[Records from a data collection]
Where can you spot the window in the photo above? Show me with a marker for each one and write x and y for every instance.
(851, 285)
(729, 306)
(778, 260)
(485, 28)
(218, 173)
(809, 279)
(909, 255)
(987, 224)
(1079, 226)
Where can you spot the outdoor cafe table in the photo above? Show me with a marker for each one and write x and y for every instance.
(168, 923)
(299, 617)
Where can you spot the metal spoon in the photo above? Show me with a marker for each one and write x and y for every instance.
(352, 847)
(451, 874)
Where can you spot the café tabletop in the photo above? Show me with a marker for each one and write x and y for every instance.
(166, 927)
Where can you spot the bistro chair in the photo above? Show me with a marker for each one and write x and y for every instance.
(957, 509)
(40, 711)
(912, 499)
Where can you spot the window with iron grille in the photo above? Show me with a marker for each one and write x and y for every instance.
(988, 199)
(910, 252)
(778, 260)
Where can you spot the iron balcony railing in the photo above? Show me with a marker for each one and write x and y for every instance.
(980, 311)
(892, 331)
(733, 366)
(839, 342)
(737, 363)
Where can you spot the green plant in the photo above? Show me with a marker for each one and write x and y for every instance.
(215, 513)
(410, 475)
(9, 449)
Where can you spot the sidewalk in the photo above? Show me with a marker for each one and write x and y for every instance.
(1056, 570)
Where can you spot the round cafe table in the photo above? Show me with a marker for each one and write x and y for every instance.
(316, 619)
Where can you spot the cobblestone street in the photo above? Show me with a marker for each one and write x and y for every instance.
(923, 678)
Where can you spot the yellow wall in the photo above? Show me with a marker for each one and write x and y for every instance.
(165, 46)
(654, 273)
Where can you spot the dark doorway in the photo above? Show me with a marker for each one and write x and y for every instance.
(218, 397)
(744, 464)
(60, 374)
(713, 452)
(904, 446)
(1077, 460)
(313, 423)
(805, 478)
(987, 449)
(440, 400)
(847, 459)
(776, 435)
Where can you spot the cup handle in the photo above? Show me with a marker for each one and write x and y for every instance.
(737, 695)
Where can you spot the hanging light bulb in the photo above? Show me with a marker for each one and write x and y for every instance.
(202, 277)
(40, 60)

What the exercise asks — The reply should be a precise retyping of all the data.

Your solution —
Where can you spot the window in the photo above? Show me with a marker for each one and write x and y for every instance.
(851, 285)
(729, 306)
(778, 260)
(485, 28)
(218, 173)
(809, 279)
(909, 255)
(987, 224)
(1079, 226)
Where can you spot the outdoor cafe table in the photo above? Show me with a marker for each one and write x and y for every instance.
(168, 923)
(299, 617)
Where can you spot the metal spoon in the photo above? Show me with a marker for each one and write x and y for every instance.
(352, 847)
(451, 874)
Where can you spot the café tabletop in the photo above? Show me with a marker for each one and write x and y for every instance.
(166, 927)
Where can you spot the bistro chair in the photo above? Show me with a marker for each one and write x and y for every instance.
(957, 509)
(40, 711)
(912, 499)
Where can you spot the window with iron grille in the photo above? Show me with a marker for each one and write x and y for every instance.
(988, 199)
(910, 252)
(778, 260)
Where can you spot the iron balcony railing in the photo above? Show me with a marker for each one and write x and y for every instance.
(980, 311)
(892, 331)
(733, 366)
(839, 342)
(737, 363)
Where can you spot the green plant in the photo above? Show me with a marker for each one and write x and y for every instance.
(215, 513)
(410, 475)
(9, 449)
Where can you spot the sidewalk in the photo above? Show me with a marker for each one and write x and y for every instance.
(1056, 570)
Where can you spot the round cafe table in the photo above? Show me with a marker for each one and write x and y for every instance.
(316, 619)
Where can you spot the cobblestone street in the photo above? Show me with a marker for each one and write x and y for every instance.
(923, 678)
Where can you spot the yellow wall in the photo above? Show me with a marker for each one and write x and y for every instance.
(165, 46)
(654, 273)
Where can you spot the dark doorway in the photo above? Show me with a marker for each one and write x and y for every instance.
(218, 397)
(744, 464)
(60, 374)
(713, 452)
(904, 446)
(1077, 460)
(313, 423)
(805, 478)
(987, 449)
(440, 400)
(847, 459)
(776, 435)
Where can you spot the cup handle in the photo above? Show me with a marker for each one and write x and y for every instance.
(737, 695)
Where can you spot the hanging light bulb in the photo above? Show me with a marker for each one and write x and y for every instance.
(202, 277)
(40, 60)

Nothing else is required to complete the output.